- [Your objective]: Reproduce every one of the items below, line for line, without changing anything.

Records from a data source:

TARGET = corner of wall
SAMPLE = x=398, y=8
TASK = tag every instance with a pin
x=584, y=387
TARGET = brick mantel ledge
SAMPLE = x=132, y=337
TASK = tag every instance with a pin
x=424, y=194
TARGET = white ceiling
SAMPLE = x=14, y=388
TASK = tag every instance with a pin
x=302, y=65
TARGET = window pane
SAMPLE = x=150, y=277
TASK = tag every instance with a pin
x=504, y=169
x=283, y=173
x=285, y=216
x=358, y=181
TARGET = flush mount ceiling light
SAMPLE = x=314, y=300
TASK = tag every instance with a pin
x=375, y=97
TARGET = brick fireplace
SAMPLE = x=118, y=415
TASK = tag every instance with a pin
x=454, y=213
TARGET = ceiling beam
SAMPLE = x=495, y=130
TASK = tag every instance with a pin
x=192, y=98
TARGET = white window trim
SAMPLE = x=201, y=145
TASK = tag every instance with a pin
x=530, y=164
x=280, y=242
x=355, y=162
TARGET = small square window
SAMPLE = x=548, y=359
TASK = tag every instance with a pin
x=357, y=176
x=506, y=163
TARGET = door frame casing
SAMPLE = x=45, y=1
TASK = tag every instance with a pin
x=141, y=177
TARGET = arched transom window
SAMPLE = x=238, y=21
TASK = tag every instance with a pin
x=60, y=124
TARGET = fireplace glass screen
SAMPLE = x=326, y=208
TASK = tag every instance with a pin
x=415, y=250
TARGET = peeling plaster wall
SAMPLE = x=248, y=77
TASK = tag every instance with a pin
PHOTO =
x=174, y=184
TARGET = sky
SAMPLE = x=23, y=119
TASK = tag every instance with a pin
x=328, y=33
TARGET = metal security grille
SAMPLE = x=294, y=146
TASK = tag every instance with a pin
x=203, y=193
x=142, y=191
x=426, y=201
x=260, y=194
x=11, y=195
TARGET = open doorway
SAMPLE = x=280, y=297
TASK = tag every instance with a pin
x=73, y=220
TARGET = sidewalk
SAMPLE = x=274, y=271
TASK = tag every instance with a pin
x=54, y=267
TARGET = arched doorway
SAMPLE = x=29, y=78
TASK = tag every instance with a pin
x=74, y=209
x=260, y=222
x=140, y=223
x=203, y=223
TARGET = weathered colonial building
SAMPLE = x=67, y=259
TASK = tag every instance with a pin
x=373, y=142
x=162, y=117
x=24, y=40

- [Answer for the task]:
TARGET = corner of wall
SAMPLE = x=398, y=8
TASK = tag every instance with a pin
x=584, y=387
TARGET = brick mantel ledge
SAMPLE = x=132, y=337
TASK = tag every instance with a pin
x=424, y=194
TARGET = white ceiling
SAMPLE = x=14, y=388
TASK = tag every instance with a pin
x=302, y=65
TARGET = window pane
SAMPLE = x=150, y=277
TASK = tag every instance with a pin
x=504, y=169
x=283, y=173
x=285, y=216
x=358, y=181
TARGET = flush mount ceiling light
SAMPLE = x=314, y=300
TASK = tag every instance with a pin
x=375, y=97
TARGET = brick fireplace
SAMPLE = x=118, y=415
TASK = tag every instance with a pin
x=454, y=213
TARGET = ceiling beam
SAMPLE = x=495, y=130
TASK = tag every instance with a pin
x=192, y=98
TARGET = white window trim
SAMPLE = x=201, y=145
TASK = tag every instance with a pin
x=530, y=164
x=280, y=242
x=355, y=162
TARGET = small square window
SAMPLE = x=548, y=359
TASK = tag every instance with a pin
x=357, y=176
x=506, y=163
TARGET = door frame casing
SAMPLE = x=45, y=1
TASK = tag every instance with a pin
x=141, y=177
TARGET = arched transom window
SAMPLE = x=238, y=21
TASK = tag every instance with a pin
x=60, y=124
TARGET = fireplace glass screen
SAMPLE = x=326, y=208
TASK = tag every instance with a pin
x=415, y=250
TARGET = peeling plaster wall
SAMPLE = x=248, y=77
TASK = tag every instance with a pin
PHOTO =
x=174, y=184
TARGET = sky
SAMPLE = x=23, y=119
TASK = tag every instance with a pin
x=328, y=33
TARGET = metal security grille
SAMPLE = x=294, y=146
TASK = tag every instance with a pin
x=203, y=193
x=142, y=191
x=426, y=201
x=260, y=194
x=11, y=195
TARGET = open doorway
SAMPLE = x=280, y=297
TASK = tag every instance with a pin
x=73, y=220
TARGET = sidewalk
SAMPLE = x=274, y=271
TASK = tag every instance with a pin
x=54, y=267
TARGET = arched doorway
SAMPLE = x=29, y=78
TASK = tag every instance with a pin
x=74, y=209
x=260, y=222
x=140, y=223
x=203, y=223
TARGET = weathered colonial building
SAMPLE = x=67, y=259
TASK = tag every instance with a pin
x=373, y=142
x=162, y=117
x=24, y=40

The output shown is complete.